*Exercise instructions:*
Copy the entries character for character, everything from the first line down to the line containing "80], [24, 11]]", with both ends included.

*Information given:*
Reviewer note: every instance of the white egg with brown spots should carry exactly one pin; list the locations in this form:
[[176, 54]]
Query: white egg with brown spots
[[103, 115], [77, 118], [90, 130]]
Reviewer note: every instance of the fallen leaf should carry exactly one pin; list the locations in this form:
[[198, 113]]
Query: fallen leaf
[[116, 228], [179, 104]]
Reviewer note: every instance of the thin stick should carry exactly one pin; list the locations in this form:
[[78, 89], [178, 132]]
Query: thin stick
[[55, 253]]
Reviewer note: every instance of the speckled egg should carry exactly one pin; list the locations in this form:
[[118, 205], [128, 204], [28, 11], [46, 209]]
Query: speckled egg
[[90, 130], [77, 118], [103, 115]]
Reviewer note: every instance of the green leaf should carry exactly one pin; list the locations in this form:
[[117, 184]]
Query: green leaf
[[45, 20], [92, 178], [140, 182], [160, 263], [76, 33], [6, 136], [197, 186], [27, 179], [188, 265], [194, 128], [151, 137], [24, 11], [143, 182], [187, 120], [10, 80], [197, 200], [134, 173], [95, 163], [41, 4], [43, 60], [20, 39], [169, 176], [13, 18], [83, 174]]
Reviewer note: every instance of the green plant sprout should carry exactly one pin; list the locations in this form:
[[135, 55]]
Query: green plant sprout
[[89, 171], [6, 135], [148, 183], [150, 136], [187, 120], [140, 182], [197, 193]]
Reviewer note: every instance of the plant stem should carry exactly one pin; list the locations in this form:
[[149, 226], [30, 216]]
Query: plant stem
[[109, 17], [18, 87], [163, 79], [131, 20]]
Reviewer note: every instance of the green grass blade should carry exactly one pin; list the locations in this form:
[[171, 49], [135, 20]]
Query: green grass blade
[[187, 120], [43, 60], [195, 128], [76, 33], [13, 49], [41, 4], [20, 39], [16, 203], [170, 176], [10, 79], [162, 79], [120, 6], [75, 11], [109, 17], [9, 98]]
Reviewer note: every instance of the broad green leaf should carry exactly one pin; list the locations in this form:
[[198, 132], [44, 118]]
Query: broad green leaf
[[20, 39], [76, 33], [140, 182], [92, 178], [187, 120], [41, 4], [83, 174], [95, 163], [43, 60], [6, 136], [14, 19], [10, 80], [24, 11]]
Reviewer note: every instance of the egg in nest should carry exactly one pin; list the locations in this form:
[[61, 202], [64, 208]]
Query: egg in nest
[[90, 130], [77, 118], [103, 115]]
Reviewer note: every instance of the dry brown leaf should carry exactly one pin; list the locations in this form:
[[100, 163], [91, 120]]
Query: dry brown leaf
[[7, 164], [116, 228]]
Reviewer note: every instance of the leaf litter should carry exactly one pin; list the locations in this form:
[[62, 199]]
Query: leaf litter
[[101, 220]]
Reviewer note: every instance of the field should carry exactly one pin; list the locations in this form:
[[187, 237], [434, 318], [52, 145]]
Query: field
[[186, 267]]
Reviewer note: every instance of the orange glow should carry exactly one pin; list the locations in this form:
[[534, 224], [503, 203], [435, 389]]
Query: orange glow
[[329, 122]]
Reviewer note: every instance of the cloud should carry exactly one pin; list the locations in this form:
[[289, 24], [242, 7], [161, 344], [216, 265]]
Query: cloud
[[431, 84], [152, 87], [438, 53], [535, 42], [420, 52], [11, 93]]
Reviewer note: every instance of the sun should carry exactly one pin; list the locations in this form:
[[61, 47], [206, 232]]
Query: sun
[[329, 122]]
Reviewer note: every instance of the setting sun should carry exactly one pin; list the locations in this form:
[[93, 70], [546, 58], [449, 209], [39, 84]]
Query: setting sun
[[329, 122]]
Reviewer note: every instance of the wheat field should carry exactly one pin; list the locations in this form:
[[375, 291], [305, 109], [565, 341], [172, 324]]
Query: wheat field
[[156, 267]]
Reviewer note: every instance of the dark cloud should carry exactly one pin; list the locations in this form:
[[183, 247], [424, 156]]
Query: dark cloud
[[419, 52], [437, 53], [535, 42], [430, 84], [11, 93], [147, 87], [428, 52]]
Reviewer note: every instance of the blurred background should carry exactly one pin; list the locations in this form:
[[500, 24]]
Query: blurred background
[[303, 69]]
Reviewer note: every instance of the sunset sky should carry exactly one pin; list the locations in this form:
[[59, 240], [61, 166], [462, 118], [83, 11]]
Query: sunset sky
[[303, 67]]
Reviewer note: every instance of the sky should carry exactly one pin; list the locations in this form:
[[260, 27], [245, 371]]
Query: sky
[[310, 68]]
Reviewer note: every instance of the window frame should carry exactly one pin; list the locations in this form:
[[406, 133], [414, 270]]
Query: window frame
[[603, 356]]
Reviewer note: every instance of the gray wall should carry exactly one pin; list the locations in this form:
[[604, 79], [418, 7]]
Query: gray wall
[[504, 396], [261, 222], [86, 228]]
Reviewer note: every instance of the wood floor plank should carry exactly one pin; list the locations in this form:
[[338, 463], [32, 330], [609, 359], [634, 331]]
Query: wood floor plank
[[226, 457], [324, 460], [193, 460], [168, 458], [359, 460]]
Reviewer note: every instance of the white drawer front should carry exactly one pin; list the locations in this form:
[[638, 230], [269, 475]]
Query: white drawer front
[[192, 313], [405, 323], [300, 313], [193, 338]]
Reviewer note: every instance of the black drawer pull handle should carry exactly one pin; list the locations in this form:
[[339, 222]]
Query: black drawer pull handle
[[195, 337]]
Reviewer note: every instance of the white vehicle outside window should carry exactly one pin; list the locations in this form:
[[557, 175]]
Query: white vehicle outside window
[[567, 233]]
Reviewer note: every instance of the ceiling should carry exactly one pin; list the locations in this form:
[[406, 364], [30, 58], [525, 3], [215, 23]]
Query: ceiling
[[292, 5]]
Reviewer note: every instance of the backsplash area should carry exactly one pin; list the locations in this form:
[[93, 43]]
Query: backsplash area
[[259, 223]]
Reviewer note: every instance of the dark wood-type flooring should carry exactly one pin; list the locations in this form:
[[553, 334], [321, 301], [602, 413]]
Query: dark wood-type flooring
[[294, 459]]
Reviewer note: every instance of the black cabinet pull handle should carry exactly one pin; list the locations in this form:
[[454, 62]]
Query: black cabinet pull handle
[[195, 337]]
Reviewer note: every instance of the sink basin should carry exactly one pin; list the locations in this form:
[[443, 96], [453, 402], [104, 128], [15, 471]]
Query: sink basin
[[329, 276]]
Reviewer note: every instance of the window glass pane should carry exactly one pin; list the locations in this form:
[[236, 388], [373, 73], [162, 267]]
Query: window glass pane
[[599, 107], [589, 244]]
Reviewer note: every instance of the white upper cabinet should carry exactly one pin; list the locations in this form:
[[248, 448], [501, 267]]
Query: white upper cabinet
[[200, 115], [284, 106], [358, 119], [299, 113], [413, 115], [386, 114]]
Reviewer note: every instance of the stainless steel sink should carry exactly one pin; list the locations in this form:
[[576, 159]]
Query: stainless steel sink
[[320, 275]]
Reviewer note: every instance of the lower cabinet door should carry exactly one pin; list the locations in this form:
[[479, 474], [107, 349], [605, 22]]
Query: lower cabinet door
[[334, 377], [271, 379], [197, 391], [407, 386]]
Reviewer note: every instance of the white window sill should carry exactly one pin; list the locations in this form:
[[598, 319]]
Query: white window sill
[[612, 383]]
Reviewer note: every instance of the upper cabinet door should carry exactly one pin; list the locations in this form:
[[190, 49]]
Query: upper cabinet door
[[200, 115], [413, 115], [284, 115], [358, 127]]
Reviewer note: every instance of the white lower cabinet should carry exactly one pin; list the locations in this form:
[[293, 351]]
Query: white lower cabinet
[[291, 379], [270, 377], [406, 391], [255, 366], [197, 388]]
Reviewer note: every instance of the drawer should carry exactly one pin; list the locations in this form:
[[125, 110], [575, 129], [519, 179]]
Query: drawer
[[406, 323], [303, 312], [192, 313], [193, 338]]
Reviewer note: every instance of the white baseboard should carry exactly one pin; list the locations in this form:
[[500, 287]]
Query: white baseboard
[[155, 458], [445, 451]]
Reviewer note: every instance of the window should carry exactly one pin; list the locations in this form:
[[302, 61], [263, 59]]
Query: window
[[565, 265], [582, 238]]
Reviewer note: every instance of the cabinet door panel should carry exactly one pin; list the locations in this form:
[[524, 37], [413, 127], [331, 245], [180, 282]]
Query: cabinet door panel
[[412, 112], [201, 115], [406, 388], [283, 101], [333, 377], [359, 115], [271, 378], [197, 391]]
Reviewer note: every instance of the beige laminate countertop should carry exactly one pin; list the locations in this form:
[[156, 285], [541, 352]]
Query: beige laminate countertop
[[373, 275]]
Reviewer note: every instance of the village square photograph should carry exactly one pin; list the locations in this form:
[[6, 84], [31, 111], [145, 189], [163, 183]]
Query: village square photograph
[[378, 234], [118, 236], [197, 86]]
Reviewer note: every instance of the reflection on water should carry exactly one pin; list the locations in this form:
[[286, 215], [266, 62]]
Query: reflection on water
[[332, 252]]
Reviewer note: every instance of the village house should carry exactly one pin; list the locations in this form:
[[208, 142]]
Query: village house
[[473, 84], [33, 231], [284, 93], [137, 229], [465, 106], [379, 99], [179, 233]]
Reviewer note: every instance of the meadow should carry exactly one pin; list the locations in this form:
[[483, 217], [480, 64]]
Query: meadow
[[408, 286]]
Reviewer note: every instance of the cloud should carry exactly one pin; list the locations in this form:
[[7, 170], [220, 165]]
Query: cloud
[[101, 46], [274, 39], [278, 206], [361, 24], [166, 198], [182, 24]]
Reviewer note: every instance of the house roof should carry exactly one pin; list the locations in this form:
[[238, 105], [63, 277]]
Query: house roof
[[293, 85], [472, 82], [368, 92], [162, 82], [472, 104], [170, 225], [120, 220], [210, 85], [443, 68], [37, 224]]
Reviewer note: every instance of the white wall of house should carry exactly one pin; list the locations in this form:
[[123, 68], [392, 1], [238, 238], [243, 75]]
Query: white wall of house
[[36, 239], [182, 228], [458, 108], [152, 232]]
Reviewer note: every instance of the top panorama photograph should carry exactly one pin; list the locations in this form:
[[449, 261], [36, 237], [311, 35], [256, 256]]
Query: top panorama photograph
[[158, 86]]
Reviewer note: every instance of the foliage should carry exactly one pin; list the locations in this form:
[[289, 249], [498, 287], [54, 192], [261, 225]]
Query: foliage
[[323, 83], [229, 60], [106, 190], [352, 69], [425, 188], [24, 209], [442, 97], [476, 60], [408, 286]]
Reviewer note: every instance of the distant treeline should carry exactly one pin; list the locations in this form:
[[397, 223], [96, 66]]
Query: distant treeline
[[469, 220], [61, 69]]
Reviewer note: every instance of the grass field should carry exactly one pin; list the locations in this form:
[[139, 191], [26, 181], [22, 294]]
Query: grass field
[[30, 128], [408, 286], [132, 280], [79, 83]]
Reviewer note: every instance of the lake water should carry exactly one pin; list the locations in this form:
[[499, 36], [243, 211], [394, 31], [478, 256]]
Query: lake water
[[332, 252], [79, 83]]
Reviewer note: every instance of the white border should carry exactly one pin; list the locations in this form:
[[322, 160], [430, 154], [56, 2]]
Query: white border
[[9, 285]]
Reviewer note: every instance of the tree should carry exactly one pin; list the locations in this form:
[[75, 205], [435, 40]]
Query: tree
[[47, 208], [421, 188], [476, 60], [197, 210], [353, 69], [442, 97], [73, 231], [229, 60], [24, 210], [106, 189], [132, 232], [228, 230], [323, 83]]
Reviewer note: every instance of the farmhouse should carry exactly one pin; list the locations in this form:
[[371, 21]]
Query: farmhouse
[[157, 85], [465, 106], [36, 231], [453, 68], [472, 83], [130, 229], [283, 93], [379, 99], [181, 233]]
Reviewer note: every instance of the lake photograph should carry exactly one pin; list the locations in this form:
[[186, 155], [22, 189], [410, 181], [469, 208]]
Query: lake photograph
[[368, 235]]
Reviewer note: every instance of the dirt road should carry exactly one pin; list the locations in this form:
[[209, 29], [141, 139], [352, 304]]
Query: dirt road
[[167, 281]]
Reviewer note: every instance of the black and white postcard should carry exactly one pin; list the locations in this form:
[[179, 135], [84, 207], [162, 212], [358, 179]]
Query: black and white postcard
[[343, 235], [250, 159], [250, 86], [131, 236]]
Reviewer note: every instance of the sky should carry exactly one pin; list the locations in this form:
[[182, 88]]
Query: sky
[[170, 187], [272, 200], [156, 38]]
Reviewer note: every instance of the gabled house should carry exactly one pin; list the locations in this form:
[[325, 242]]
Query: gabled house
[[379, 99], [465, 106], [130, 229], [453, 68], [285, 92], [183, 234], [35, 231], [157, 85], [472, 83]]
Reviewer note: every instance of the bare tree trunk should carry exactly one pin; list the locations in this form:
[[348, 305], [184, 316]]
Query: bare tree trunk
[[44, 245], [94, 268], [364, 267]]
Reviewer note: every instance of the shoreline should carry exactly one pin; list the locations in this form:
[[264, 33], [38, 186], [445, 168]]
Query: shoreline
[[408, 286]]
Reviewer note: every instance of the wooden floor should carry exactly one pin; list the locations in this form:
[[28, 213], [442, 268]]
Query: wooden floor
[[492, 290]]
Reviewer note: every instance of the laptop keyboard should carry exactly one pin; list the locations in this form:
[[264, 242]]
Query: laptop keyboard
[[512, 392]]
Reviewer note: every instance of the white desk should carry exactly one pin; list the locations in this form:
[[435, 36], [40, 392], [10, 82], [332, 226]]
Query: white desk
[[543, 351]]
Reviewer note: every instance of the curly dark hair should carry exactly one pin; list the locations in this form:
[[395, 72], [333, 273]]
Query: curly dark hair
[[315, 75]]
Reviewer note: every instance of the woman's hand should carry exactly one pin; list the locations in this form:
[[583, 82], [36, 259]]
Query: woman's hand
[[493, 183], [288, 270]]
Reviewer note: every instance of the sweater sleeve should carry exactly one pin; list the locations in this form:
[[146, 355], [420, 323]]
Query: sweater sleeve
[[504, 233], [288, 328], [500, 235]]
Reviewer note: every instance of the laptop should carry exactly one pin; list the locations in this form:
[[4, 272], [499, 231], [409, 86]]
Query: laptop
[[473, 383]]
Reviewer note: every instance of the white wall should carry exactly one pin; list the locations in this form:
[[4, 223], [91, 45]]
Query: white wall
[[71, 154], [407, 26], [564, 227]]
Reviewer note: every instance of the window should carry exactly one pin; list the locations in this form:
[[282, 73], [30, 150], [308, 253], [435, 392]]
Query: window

*Final result:*
Reviewer note: every instance of the white egg with brown spots should carry exactly one pin; list the locations in this form:
[[176, 54]]
Query: white egg with brown spots
[[103, 115], [77, 118], [90, 130]]
Reviewer note: every instance of the fallen leaf should carry exactly one pin; list the locations in this form:
[[198, 113]]
Query: fallen leaf
[[116, 228], [179, 104]]
Reviewer note: every instance of the thin stick should carry exactly one pin; list the locations in this form:
[[78, 89], [178, 132]]
Query: thin stick
[[55, 253]]
Reviewer note: every instance of the speckled egg should carry exactly one pin; list the locations in this form:
[[118, 205], [128, 204], [28, 11], [46, 209]]
Query: speckled egg
[[90, 130], [77, 118], [103, 115]]
Reviewer note: every instance of the green leaf should carry exactly one pin; list the locations in this form:
[[117, 184]]
Query: green leaf
[[45, 20], [92, 178], [140, 182], [160, 263], [76, 33], [6, 136], [197, 186], [27, 179], [188, 265], [194, 128], [151, 137], [24, 11], [143, 182], [187, 120], [10, 80], [197, 200], [134, 173], [95, 163], [41, 4], [43, 60], [20, 39], [169, 176], [13, 18], [83, 174]]
Reviewer note: every instance of the green plant sprout should carry exactly one pin; list the locations in this form:
[[135, 55]]
Query: green plant sprout
[[89, 171], [6, 135], [148, 183], [150, 136], [187, 120], [140, 182], [197, 193]]
Reviewer note: every instance of the plant stem should carry exactly one pin; list the locations in this form:
[[149, 226], [30, 216]]
Query: plant stem
[[109, 17], [18, 87], [163, 79], [131, 20]]
Reviewer note: every instance of the green grass blade should carry exactly one pin; list the locations in this form:
[[171, 49], [135, 20]]
Query: green grass blade
[[187, 120], [43, 60], [195, 128], [76, 33], [13, 49], [41, 4], [20, 39], [16, 203], [170, 176], [10, 79], [162, 79], [120, 6], [75, 11], [109, 17], [9, 98]]
Reviewer note: every instance of the broad green leaf should carry exactly one pin; list the locations in this form:
[[198, 132], [44, 118]]
Query: broad green leaf
[[20, 39], [76, 33], [140, 182], [92, 178], [187, 120], [41, 4], [83, 174], [95, 163], [43, 60], [6, 136], [14, 19], [10, 80], [24, 11]]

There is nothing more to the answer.